Copy the data below verbatim, starting at its first line and ending with the line containing "column 35, row 851", inclusive.

[Start of Recorded information]

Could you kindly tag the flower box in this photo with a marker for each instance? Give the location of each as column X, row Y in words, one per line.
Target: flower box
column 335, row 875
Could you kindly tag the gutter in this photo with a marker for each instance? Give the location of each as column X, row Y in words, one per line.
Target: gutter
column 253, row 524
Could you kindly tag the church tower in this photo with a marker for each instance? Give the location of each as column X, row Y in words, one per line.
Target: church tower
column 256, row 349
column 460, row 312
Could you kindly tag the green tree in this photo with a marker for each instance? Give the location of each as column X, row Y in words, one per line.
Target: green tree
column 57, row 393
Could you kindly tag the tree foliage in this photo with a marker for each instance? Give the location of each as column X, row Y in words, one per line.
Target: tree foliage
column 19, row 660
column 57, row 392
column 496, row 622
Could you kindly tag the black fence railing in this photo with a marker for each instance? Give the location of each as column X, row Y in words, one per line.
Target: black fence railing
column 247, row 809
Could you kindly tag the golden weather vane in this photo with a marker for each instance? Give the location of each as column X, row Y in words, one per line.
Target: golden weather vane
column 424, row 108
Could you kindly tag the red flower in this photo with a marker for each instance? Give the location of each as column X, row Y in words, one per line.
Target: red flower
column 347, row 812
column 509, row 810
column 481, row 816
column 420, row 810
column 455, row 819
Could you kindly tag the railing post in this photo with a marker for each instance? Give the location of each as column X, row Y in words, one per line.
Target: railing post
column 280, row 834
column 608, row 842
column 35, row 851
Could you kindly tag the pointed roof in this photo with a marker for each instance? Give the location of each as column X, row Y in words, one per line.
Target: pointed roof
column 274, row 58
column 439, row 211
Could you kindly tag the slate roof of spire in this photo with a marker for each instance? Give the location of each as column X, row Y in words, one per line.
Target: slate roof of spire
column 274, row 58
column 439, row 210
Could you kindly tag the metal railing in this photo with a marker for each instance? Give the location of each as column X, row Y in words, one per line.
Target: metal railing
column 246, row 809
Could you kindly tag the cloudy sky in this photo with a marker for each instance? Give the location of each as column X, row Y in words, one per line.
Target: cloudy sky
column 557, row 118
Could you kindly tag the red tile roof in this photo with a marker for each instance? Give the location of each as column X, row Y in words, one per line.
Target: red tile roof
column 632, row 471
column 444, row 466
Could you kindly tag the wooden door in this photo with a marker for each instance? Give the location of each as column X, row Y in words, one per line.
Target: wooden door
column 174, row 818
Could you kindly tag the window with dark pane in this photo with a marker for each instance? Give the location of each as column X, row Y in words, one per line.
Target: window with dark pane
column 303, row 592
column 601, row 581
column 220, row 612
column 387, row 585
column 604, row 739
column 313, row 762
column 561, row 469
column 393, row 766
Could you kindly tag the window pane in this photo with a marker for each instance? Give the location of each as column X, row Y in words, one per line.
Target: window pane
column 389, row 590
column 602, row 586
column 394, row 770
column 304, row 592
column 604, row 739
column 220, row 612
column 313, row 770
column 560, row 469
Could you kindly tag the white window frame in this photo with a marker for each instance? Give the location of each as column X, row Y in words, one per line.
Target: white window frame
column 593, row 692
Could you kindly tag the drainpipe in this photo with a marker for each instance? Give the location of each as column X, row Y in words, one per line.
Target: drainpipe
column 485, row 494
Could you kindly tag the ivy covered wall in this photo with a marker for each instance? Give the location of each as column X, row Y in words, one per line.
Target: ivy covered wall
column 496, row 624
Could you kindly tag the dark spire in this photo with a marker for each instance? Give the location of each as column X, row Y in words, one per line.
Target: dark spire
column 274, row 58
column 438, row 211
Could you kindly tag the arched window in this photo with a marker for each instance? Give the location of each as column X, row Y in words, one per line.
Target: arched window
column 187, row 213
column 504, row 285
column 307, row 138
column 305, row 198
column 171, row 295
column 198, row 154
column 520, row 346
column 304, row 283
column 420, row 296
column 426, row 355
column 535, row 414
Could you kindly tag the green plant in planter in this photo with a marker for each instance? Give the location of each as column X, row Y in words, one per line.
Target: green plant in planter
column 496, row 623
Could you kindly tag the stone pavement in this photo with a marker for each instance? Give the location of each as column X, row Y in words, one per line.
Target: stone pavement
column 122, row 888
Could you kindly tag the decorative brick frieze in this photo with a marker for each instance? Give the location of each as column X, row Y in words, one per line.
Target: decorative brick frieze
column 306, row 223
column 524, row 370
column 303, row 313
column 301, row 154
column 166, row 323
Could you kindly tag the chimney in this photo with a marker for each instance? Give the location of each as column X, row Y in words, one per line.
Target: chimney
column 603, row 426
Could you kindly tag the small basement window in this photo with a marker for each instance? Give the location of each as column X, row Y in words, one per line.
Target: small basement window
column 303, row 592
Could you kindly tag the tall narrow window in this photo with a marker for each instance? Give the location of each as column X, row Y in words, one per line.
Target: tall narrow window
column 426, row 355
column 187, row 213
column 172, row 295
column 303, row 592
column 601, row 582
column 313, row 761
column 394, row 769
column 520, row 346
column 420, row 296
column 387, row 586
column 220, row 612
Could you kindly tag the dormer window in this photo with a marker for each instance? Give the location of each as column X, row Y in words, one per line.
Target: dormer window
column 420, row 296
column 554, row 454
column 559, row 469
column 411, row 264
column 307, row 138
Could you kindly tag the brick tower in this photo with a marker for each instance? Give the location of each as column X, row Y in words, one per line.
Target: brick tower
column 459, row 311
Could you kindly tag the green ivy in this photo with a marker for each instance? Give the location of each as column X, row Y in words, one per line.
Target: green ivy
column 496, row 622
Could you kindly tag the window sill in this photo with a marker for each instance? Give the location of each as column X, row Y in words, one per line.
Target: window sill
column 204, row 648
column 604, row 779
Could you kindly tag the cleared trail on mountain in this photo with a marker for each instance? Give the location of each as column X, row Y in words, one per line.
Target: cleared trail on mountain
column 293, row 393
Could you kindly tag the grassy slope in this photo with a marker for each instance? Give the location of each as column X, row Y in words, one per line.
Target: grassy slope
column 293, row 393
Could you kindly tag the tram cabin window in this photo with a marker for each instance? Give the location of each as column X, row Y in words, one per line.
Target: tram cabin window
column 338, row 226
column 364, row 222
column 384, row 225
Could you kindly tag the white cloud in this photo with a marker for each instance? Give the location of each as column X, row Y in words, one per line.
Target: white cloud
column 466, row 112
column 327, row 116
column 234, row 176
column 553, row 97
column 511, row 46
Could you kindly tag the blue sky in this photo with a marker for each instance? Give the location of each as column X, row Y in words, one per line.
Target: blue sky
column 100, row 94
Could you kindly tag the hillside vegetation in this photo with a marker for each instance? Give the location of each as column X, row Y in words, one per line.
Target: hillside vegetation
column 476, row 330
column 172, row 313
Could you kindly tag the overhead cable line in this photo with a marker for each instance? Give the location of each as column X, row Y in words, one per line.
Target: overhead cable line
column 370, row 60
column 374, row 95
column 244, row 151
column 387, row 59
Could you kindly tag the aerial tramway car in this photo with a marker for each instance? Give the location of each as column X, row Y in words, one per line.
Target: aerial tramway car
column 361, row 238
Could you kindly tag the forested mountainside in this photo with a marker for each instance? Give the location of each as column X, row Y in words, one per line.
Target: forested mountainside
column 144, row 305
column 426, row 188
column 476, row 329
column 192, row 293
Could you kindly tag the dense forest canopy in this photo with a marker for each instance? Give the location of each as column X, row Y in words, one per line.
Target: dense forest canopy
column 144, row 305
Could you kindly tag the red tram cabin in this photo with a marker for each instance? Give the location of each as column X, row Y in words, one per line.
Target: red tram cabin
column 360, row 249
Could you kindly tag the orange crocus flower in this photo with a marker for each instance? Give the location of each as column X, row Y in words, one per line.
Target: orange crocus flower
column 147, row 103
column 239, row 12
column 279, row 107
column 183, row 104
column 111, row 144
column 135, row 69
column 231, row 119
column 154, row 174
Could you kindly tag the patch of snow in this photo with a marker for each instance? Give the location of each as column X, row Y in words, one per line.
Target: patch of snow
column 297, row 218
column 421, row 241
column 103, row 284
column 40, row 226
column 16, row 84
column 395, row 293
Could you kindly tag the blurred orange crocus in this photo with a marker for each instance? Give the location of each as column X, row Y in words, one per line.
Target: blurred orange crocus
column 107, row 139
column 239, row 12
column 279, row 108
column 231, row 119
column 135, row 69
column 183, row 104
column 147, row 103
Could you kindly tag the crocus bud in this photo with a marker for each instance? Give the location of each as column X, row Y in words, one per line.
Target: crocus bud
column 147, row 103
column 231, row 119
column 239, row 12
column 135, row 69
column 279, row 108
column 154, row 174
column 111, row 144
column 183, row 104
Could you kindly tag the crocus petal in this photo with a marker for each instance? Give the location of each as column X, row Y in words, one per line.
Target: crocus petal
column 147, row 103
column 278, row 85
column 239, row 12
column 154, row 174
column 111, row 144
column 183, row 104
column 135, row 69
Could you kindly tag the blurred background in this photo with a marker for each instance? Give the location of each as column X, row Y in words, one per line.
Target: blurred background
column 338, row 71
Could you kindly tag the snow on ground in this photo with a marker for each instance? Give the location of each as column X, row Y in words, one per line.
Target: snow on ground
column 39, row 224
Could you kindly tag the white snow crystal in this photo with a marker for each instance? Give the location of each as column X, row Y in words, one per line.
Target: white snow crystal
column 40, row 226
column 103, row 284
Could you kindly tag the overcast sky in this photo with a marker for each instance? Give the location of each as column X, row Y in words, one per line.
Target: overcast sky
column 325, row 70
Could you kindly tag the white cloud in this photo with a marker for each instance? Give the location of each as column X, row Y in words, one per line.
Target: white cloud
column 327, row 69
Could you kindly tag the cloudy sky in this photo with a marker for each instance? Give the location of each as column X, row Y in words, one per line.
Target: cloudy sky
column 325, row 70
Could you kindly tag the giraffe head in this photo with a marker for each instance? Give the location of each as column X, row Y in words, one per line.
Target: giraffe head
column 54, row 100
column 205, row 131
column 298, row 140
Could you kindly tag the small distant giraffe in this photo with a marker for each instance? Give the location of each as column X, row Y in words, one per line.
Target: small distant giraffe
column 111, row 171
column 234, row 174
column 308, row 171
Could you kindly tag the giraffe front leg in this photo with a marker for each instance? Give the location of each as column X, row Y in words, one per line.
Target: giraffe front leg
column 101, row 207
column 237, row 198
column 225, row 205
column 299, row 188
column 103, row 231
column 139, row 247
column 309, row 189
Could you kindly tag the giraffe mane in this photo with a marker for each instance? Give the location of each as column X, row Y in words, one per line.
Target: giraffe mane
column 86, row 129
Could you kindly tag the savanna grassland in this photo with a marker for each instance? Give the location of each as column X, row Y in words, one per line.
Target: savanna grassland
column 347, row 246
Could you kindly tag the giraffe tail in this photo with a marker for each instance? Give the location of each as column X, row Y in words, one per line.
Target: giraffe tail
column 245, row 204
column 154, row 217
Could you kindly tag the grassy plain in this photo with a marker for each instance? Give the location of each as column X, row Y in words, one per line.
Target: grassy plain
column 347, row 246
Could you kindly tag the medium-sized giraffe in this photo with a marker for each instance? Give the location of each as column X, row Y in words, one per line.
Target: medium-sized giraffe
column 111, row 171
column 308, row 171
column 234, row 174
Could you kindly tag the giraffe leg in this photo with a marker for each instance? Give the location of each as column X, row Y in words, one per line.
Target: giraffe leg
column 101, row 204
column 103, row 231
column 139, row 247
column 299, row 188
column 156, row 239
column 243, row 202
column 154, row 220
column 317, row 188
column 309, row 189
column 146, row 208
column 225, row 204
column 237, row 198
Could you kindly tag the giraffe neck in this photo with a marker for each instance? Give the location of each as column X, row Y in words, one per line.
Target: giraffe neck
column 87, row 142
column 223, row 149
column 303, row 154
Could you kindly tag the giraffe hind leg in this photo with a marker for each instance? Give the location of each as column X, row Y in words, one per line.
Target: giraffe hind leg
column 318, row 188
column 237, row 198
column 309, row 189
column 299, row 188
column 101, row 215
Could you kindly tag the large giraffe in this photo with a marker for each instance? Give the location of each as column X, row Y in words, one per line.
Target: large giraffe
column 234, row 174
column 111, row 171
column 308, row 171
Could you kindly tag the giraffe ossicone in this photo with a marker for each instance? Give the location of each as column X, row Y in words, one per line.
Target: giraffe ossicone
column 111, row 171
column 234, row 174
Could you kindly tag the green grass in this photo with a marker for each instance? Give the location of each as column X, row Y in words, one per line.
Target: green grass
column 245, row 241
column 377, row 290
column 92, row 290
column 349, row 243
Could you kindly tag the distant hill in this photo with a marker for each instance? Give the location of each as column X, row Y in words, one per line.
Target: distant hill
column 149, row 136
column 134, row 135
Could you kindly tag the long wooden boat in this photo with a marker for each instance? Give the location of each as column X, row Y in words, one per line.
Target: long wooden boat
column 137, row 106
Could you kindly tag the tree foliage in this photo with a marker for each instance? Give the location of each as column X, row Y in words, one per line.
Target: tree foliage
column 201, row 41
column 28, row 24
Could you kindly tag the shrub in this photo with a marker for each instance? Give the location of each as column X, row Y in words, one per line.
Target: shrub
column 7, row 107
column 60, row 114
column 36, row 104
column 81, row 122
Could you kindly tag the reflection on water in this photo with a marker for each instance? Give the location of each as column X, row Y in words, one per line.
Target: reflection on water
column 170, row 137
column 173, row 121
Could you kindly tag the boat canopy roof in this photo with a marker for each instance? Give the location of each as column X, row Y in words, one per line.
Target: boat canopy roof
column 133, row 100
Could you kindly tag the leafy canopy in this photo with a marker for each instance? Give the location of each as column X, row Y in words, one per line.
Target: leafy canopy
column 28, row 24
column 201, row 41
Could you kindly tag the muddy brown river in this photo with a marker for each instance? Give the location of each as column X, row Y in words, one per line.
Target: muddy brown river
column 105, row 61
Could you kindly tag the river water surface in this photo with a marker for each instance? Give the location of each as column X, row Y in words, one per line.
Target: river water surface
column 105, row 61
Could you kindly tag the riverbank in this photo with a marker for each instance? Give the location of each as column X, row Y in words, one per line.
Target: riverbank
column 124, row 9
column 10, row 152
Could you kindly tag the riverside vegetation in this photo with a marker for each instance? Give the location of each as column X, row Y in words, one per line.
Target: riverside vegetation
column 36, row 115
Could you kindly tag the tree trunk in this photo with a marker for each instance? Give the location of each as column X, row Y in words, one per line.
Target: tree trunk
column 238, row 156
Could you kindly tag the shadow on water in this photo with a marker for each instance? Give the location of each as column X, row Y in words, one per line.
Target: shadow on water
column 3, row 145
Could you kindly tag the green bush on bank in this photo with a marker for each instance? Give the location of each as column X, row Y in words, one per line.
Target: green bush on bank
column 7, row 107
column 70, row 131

[End of Recorded information]

** Answer below **
Could you kindly tag the flower box in this photo with a marker for each instance? Give the location of each as column X, row Y in words, one per line.
Target: flower box
column 335, row 875
Could you kindly tag the gutter in this photo with a marker for each instance? Give the location of each as column X, row Y in words, one per line.
Target: gutter
column 253, row 524
Could you kindly tag the church tower in this photo with a marker for each instance? Give the location of each as column X, row Y in words, one per line.
Target: church tower
column 256, row 349
column 460, row 312
Could you kindly tag the green tree in this photo with a marker for each instance? Give the location of each as column X, row Y in words, one per line.
Target: green tree
column 57, row 393
Could you kindly tag the tree foliage in this photo with a marker for each instance? Give the location of each as column X, row Y in words, one per line.
Target: tree foliage
column 19, row 660
column 57, row 392
column 496, row 622
Could you kindly tag the black fence railing in this photo with a marker for each instance? Give the location of each as column X, row Y in words, one per line.
Target: black fence railing
column 247, row 809
Could you kindly tag the golden weather vane in this photo with a marker for each instance? Give the location of each as column X, row Y in words, one per line.
Target: golden weather vane
column 424, row 108
Could you kindly tag the red flower in this photo with a marker for each instance? Give the location of each as column X, row Y in words, one per line.
Target: red flower
column 347, row 812
column 509, row 810
column 481, row 816
column 420, row 810
column 455, row 819
Could you kindly tag the railing post in this photo with a marker for each instance? Give the location of each as column X, row Y in words, one per line.
Target: railing post
column 280, row 834
column 608, row 842
column 35, row 851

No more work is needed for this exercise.